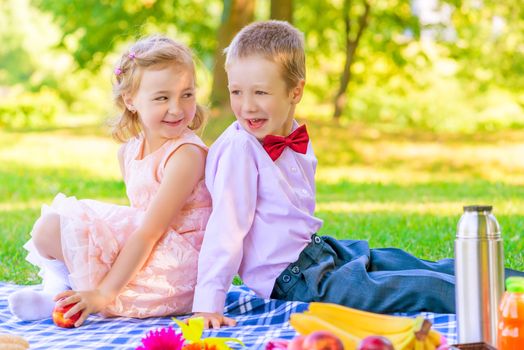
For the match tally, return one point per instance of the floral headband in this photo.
(119, 70)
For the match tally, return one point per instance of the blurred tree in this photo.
(235, 15)
(282, 10)
(92, 29)
(351, 44)
(384, 38)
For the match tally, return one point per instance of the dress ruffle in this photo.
(93, 233)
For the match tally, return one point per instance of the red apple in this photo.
(375, 342)
(58, 316)
(322, 340)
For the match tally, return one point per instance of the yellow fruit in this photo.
(368, 321)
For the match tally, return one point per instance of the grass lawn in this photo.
(393, 188)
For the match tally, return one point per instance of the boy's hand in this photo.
(214, 320)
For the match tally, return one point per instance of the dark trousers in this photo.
(383, 280)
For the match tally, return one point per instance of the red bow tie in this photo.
(297, 141)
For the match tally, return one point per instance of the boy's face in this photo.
(260, 98)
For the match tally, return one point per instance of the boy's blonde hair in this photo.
(277, 41)
(152, 51)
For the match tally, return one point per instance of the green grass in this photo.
(394, 188)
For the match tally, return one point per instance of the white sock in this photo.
(29, 304)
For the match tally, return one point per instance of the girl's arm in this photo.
(121, 160)
(182, 173)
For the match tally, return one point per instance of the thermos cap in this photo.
(478, 222)
(478, 208)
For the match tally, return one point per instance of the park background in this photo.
(416, 108)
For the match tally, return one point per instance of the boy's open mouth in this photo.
(172, 122)
(255, 123)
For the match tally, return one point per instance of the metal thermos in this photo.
(479, 274)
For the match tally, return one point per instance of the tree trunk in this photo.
(351, 48)
(282, 10)
(235, 15)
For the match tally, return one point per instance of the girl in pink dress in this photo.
(138, 260)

WORK TO BE COMPLETED: Copy every line in the stretch from the line containing "cap in this photo." through the end of the items, and shift each coordinate in the points by -119.

SOLUTION FOR THIS TASK:
For the match tally, return one point per instance of the thermos cap in this photo.
(359, 103)
(359, 89)
For the match tally, return one point per instance of the park background in this photo.
(297, -11)
For the match tally, return one point per instance of the boy's open mouth in this photo.
(53, 3)
(136, 4)
For the match tally, return one point per instance of the metal thermos in this photo.
(360, 155)
For the match tally, return one point per instance of the tree trunk in this photo.
(232, -71)
(163, -109)
(116, -104)
For the match tally, return one point per instance of the girl in pink dress in this photo.
(19, 141)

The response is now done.